Please arrange every line of the listing below as a Markdown table with the columns "Number" and "Text". Number each line and leave out the blank lines.

*Excerpted records*:

════════════════════

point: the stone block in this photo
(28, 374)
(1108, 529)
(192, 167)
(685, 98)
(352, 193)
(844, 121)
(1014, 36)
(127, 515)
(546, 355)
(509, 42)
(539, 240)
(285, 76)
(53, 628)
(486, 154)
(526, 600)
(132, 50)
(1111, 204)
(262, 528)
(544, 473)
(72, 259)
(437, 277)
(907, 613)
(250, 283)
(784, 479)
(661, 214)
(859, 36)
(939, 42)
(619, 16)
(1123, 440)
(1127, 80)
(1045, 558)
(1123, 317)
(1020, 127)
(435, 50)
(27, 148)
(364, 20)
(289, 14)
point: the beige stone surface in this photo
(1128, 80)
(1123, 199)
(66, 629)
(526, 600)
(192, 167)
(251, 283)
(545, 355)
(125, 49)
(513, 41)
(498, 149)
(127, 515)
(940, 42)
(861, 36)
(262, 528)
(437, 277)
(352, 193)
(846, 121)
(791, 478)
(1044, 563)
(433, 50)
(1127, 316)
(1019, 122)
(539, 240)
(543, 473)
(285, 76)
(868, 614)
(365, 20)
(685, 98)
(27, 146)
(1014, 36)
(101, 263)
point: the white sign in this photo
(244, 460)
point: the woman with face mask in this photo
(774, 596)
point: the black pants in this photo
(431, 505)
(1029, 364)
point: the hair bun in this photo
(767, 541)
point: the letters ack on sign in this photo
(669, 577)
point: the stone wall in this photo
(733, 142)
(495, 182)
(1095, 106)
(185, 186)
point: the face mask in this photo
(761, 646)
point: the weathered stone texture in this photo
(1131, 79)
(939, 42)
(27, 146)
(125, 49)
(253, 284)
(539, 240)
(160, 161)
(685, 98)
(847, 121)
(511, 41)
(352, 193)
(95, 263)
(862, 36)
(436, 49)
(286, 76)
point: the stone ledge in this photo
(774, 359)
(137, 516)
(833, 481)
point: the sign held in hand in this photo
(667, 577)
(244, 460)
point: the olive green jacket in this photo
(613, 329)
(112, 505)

════════════════════

*Full answer*:
| Number | Text |
|---|---|
| 1 | point: the stone block in this photo |
| 2 | (28, 374) |
| 3 | (1108, 529) |
| 4 | (192, 167) |
| 5 | (685, 98) |
| 6 | (352, 193) |
| 7 | (844, 121) |
| 8 | (1014, 36) |
| 9 | (127, 515) |
| 10 | (546, 355) |
| 11 | (509, 42) |
| 12 | (539, 240) |
| 13 | (285, 76) |
| 14 | (53, 628) |
| 15 | (486, 154) |
| 16 | (526, 600) |
| 17 | (132, 50) |
| 18 | (1111, 204) |
| 19 | (262, 528) |
| 20 | (544, 473) |
| 21 | (72, 259) |
| 22 | (437, 277) |
| 23 | (907, 613) |
| 24 | (250, 283) |
| 25 | (784, 479) |
| 26 | (661, 214) |
| 27 | (859, 36) |
| 28 | (939, 42) |
| 29 | (619, 16) |
| 30 | (1123, 440) |
| 31 | (1127, 80) |
| 32 | (1045, 558) |
| 33 | (1123, 317) |
| 34 | (1020, 127) |
| 35 | (435, 50) |
| 36 | (27, 148) |
| 37 | (364, 20) |
| 38 | (289, 14) |
| 39 | point: the beige stone surface in this photo |
| 40 | (1128, 80) |
| 41 | (1123, 199) |
| 42 | (66, 629) |
| 43 | (526, 600) |
| 44 | (192, 167) |
| 45 | (251, 283) |
| 46 | (545, 355) |
| 47 | (125, 49) |
| 48 | (513, 41) |
| 49 | (498, 149) |
| 50 | (127, 515) |
| 51 | (940, 42) |
| 52 | (861, 36) |
| 53 | (262, 528) |
| 54 | (437, 277) |
| 55 | (352, 193) |
| 56 | (846, 121) |
| 57 | (791, 478) |
| 58 | (1044, 563) |
| 59 | (433, 50) |
| 60 | (1127, 316) |
| 61 | (1019, 122) |
| 62 | (539, 240) |
| 63 | (543, 473) |
| 64 | (285, 76) |
| 65 | (868, 614) |
| 66 | (365, 20) |
| 67 | (685, 98) |
| 68 | (27, 146) |
| 69 | (1014, 36) |
| 70 | (101, 263) |
| 71 | point: the white sign in this photo |
| 72 | (244, 460) |
| 73 | point: the woman with face mask in this photo |
| 74 | (774, 596) |
| 75 | point: the black pants in this photo |
| 76 | (431, 505) |
| 77 | (1029, 364) |
| 78 | point: the hair bun in this photo |
| 79 | (767, 541) |
| 80 | point: the letters ack on sign in this photo |
| 81 | (669, 577) |
| 82 | point: the stone wall in this photo |
| 83 | (733, 142) |
| 84 | (495, 182) |
| 85 | (1095, 106) |
| 86 | (185, 186) |
| 87 | point: the face mask in this photo |
| 88 | (761, 646) |
| 89 | point: the weathered stone texture in this photo |
| 90 | (1131, 79) |
| 91 | (939, 42) |
| 92 | (27, 146) |
| 93 | (125, 49) |
| 94 | (253, 284) |
| 95 | (539, 240) |
| 96 | (160, 161) |
| 97 | (685, 98) |
| 98 | (847, 121) |
| 99 | (511, 41) |
| 100 | (352, 193) |
| 101 | (95, 263) |
| 102 | (862, 36) |
| 103 | (436, 49) |
| 104 | (286, 76) |
| 105 | point: the stone ledge in this photo |
| 106 | (774, 359) |
| 107 | (137, 516) |
| 108 | (833, 481) |
| 109 | point: the sign held in hand in this photo |
| 110 | (667, 577) |
| 111 | (244, 460) |
| 112 | point: the olive green jacket in this photo |
| 113 | (613, 329) |
| 114 | (112, 505) |